DOCUMENT PASSAGE:
Swiss back ‘Netflix’ law and steer clear of ‘Frontexit’

Swiss voters on Sunday backed making streaming services pay to boost Swiss film-making, and funding the expansion of Europe's Frontex border agency, thereby avoiding another row with Brussels, according to projected results.

Swiss back 'Netflix' law and steer clear of 'Frontexit'

Market researchers GFS Bern, who conducted the main polling throughout the campaign, projected that 58 percent of voters backed the so-called “Lex Netflix”.

They said 72 percent backed Switzerland joining the planned ramping up of Frontex, providing more money and staff to protect the continent’s Schengen open-borders zone.

And 59 percent approved a law change that would automatically register individuals as organ donors after death, unless they opt out.

Under the wealthy Alpine nation’s direct democracy system, voters are called to the polls four times a year to decide on specific topics, according to popular demand.

The polls closed at midday (1000 GMT), with most ballots having already been sent in by post over the past four weeks.

The results are due later Sunday, with each of the Swiss confederation’s 26 cantons reporting their results in turn.

Lex Netflix
The “Lex Netflix” vote approves an amendment to the Film Production Act adopted by parliament last October.

Since 2007, domestic television broadcasters have been obliged to invest four percent of their turnover in Swiss film-making.

The amendment was brought forward to reflect the dramatic shift in how audio-visual content is now consumed, with global streaming platforms like Netflix, Disney+ and Blue now making hundreds of millions of dollars in
Switzerland each year.

Streaming services will now have to submit to the four-percent rule.

Swiss cinema production pulls in around 105 million Swiss francs ($106 million, 101 million euros) a year, according to the culture ministry — but could now be in line for an additional 18 million francs.

The platforms will also be required to ensure that European-made films or series make up at least 30 percent of the content available in Switzerland, as in the neighbouring European Union.

Right-leaning opponents had collected enough signatures to take the change to a referendum.

Transplant laws
The vote on changing the organ donation laws will see everyone become a potential donor after death unless they have expressly opted out.

Up to now, transplants were only possible if the donor clearly consented before they died.

The government and parliament wanted to change the law to a “presumed consent” model — as used in a number of other European countries.

Relatives will still have the right of refusal if they suspected that the deceased would not have wanted to be an organ donor.

A group of opponents, backed by the populist and religious right, gathered enough signatures to force a referendum.

[Extracted rows]
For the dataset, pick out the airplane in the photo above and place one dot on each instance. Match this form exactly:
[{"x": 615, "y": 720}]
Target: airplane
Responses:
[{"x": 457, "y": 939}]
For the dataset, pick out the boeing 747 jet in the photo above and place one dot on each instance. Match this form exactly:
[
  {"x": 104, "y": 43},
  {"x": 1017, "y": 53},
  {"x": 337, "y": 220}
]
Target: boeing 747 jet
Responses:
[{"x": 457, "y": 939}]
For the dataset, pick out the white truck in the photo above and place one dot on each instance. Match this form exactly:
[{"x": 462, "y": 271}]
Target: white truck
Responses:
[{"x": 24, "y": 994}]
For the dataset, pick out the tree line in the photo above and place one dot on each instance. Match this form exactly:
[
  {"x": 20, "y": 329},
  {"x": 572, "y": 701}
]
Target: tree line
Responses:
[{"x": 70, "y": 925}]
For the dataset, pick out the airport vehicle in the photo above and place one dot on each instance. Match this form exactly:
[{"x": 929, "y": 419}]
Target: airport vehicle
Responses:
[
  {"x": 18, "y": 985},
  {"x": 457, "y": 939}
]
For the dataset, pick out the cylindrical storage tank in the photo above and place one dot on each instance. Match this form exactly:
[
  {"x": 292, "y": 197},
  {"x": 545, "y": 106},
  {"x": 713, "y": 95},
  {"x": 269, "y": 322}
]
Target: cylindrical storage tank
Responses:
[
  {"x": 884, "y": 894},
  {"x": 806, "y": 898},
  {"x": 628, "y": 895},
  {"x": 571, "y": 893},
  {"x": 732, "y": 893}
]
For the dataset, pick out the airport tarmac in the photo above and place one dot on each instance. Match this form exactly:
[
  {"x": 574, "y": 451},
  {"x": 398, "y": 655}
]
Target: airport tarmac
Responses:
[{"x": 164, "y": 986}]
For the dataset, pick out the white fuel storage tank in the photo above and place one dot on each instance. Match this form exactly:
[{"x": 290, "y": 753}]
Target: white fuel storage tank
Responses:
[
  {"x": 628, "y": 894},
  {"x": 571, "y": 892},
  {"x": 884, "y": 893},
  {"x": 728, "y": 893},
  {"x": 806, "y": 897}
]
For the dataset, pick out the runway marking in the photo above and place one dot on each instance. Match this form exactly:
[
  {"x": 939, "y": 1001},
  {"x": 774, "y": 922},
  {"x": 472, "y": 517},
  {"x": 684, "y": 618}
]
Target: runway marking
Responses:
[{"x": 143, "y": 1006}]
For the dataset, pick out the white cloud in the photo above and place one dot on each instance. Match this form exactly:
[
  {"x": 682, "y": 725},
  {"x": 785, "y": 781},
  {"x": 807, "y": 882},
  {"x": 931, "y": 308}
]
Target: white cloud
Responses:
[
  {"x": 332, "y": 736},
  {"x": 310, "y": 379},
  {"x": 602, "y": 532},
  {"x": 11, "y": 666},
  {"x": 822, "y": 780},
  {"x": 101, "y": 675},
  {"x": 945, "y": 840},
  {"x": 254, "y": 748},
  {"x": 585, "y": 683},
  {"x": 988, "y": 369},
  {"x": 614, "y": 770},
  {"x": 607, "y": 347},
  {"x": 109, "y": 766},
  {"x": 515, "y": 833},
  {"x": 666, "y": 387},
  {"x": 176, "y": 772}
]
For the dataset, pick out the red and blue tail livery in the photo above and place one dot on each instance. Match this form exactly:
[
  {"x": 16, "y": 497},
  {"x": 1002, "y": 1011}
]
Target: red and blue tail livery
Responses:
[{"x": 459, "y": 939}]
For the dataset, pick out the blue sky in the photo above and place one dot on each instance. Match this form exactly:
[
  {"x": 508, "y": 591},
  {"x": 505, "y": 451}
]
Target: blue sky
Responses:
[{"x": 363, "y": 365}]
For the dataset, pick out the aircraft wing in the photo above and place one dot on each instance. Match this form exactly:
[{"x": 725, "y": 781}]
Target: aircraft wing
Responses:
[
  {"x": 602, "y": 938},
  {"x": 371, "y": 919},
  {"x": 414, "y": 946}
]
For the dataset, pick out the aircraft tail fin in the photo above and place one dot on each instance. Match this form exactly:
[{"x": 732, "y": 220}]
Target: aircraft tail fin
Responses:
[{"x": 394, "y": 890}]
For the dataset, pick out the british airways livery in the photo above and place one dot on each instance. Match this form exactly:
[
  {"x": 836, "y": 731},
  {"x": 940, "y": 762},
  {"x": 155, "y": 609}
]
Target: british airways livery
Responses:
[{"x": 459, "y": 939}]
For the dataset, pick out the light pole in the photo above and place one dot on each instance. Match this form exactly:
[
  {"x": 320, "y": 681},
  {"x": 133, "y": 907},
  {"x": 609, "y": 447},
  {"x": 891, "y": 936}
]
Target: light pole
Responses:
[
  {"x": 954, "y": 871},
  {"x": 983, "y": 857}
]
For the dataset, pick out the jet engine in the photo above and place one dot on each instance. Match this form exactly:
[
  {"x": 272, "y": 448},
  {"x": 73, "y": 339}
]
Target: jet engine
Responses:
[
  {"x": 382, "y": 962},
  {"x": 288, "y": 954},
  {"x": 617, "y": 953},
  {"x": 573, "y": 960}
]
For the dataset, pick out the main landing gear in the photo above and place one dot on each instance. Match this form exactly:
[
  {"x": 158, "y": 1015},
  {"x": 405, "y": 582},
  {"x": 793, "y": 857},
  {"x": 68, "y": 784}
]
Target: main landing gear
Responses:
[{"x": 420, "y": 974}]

INSTRUCTIONS FOR THE TASK:
From the Swiss vote report, answer these:
1. What share of voters did GFS Bern project backed the "Lex Netflix"?
2. Since what year have domestic television broadcasters had to invest four percent of their turnover in Swiss film-making?
3. Under the new organ donation law, who keeps the right of refusal?

YOUR RESPONSE:
1. 58 percent.
2. 2007.
3. Relatives, if they suspect the deceased would not have wanted to be an organ donor.